[TASK TO COMPLETE]: Return, word for word, the line containing "Satellite imagery analysis: find every stubble" and every line after it through the last line of the records below.

Segment Start: DATASET ENTRIES

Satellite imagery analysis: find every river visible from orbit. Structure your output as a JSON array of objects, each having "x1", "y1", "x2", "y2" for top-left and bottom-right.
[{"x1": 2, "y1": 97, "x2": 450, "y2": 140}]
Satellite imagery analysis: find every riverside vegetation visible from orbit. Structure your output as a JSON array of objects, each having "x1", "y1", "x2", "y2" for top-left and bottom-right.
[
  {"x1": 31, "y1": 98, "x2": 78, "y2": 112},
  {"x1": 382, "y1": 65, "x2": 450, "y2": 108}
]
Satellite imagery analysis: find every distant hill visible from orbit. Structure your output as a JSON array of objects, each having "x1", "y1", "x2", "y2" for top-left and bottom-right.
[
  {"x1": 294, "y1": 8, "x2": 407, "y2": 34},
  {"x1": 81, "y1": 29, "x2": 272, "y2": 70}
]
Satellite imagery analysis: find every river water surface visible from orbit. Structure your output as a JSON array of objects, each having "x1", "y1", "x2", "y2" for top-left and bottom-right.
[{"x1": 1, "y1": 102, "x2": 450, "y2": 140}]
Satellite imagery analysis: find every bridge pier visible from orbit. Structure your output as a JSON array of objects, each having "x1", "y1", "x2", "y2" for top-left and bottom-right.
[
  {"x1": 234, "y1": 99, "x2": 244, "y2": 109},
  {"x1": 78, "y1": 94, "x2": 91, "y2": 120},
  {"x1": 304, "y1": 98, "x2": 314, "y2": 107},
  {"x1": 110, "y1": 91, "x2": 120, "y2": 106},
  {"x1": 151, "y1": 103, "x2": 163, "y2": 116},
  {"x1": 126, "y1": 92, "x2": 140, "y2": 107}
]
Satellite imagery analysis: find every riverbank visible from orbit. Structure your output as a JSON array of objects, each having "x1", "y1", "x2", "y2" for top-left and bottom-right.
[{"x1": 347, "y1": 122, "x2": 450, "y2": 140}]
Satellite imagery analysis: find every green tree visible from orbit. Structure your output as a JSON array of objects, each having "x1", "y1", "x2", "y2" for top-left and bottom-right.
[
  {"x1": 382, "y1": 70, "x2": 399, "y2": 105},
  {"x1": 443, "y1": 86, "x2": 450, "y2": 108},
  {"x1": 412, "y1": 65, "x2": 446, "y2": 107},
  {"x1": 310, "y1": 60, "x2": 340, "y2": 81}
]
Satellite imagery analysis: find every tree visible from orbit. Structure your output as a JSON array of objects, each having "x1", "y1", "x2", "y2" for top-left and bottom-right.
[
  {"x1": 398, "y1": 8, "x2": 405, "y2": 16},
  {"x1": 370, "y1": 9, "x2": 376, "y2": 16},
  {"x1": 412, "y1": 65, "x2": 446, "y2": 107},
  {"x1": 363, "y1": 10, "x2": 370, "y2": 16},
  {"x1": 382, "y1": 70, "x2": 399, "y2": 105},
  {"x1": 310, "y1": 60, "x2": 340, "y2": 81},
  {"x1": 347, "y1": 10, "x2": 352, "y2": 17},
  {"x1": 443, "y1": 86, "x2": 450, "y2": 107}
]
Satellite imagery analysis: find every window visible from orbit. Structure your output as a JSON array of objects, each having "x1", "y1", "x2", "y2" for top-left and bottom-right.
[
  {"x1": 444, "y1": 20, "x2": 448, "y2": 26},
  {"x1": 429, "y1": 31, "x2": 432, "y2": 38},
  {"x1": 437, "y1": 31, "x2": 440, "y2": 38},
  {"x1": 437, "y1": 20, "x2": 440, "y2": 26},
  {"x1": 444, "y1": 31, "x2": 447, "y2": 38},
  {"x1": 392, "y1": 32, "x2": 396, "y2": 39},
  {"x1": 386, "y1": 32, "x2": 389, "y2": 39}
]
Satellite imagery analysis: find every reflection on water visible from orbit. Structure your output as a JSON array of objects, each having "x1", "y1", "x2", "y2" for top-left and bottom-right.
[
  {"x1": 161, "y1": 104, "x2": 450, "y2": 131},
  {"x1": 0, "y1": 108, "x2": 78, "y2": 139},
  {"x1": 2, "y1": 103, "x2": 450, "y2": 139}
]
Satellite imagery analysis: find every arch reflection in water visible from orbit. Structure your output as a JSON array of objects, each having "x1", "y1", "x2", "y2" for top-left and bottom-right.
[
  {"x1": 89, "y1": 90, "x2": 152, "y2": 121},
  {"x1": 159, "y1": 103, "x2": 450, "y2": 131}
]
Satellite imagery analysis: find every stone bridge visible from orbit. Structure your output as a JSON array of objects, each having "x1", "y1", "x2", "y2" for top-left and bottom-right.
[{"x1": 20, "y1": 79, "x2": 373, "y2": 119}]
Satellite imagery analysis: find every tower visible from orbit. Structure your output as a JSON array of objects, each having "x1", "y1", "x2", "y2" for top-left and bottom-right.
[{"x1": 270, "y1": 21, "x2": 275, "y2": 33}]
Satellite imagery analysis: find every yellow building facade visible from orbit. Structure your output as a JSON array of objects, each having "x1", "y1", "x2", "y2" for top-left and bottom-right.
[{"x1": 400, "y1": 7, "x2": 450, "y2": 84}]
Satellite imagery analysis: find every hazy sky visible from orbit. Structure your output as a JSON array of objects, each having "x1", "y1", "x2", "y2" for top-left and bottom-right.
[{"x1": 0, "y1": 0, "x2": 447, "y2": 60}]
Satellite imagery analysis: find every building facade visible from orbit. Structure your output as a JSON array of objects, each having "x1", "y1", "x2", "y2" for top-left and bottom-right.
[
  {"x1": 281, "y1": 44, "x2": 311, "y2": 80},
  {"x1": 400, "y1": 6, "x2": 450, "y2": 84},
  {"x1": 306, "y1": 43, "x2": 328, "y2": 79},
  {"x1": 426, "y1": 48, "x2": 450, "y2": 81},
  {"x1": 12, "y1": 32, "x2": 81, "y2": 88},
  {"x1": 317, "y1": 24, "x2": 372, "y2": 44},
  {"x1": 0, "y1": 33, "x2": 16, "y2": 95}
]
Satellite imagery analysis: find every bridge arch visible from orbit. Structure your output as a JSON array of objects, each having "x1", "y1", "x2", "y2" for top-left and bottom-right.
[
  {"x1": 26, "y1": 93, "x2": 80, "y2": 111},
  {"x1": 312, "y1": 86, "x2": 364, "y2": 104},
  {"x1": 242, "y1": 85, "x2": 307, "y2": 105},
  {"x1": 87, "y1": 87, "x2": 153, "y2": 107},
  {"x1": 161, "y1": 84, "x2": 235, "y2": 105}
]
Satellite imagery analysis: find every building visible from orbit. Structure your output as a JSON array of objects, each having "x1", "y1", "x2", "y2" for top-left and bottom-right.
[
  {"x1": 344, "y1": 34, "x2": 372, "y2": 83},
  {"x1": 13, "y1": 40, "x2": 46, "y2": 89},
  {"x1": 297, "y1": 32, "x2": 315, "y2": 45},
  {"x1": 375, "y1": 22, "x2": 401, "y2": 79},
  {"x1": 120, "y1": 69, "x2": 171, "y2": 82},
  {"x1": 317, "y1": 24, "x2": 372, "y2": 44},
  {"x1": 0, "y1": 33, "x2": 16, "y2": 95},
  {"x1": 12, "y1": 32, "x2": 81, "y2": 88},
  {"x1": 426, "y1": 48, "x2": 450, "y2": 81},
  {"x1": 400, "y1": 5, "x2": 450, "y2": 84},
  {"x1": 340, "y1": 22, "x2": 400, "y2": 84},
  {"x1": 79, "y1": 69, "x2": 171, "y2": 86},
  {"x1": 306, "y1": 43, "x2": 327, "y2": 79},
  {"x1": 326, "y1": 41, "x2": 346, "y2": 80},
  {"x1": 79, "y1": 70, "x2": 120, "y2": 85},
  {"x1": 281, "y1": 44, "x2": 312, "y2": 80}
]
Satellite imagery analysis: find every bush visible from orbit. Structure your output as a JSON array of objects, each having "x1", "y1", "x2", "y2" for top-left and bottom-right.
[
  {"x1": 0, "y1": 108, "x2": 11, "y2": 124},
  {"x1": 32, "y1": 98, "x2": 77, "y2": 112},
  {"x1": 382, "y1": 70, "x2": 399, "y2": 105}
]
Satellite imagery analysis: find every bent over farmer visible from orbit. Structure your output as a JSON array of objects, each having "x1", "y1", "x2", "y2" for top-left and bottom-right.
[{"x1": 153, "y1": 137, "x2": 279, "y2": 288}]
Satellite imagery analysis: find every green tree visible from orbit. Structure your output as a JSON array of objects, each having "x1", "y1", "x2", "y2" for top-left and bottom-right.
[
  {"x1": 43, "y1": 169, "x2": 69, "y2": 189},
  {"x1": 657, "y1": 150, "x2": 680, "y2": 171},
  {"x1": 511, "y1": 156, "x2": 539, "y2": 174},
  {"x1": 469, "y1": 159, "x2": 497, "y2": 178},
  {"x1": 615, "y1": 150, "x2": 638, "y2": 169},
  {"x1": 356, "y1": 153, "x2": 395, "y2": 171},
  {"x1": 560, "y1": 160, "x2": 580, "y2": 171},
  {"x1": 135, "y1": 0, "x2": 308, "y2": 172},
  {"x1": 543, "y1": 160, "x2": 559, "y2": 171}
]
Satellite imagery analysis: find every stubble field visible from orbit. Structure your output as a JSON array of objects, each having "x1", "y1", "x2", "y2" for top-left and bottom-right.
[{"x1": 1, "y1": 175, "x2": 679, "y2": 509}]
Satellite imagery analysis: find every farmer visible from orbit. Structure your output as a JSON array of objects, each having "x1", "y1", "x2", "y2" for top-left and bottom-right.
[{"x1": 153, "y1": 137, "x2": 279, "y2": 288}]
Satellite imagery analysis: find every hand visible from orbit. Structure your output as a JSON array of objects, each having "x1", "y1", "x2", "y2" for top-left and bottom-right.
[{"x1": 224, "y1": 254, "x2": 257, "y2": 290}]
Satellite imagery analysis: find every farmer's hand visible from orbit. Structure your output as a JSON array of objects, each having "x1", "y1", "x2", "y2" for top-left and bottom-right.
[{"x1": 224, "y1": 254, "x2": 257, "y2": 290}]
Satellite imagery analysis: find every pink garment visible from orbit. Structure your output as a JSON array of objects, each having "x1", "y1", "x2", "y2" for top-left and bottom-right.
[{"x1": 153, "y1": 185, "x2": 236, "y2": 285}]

Segment End: DATASET ENTRIES

[EXERCISE RESPONSE]:
Satellite imagery analysis: find every stubble field visible from orbit. Structure your output as a JSON array of objects, each having "x1", "y1", "x2", "y2" for top-left and bottom-right.
[{"x1": 1, "y1": 175, "x2": 679, "y2": 509}]
Satellite imagery analysis: find every farmer visible from orbit. Structure your output as a JSON array of objects, each having "x1", "y1", "x2", "y2" for top-left and bottom-right.
[{"x1": 153, "y1": 137, "x2": 279, "y2": 288}]
Satellite imagery analysis: find every hand visible from orbit. Structure your output as a JSON array of objects, each having "x1", "y1", "x2", "y2" for top-left and bottom-right.
[{"x1": 224, "y1": 254, "x2": 257, "y2": 290}]
Satellite imagery analysis: find every farmer's hand visible from orbit. Structure your output as a JSON array of objects, each having "x1", "y1", "x2", "y2" for top-left and bottom-right.
[{"x1": 224, "y1": 254, "x2": 257, "y2": 290}]
Satellite imagery analysis: find every pink garment visible from orbit. Structure your output as a JSON array of objects, each having "x1", "y1", "x2", "y2" for top-left and bottom-right.
[{"x1": 153, "y1": 185, "x2": 236, "y2": 285}]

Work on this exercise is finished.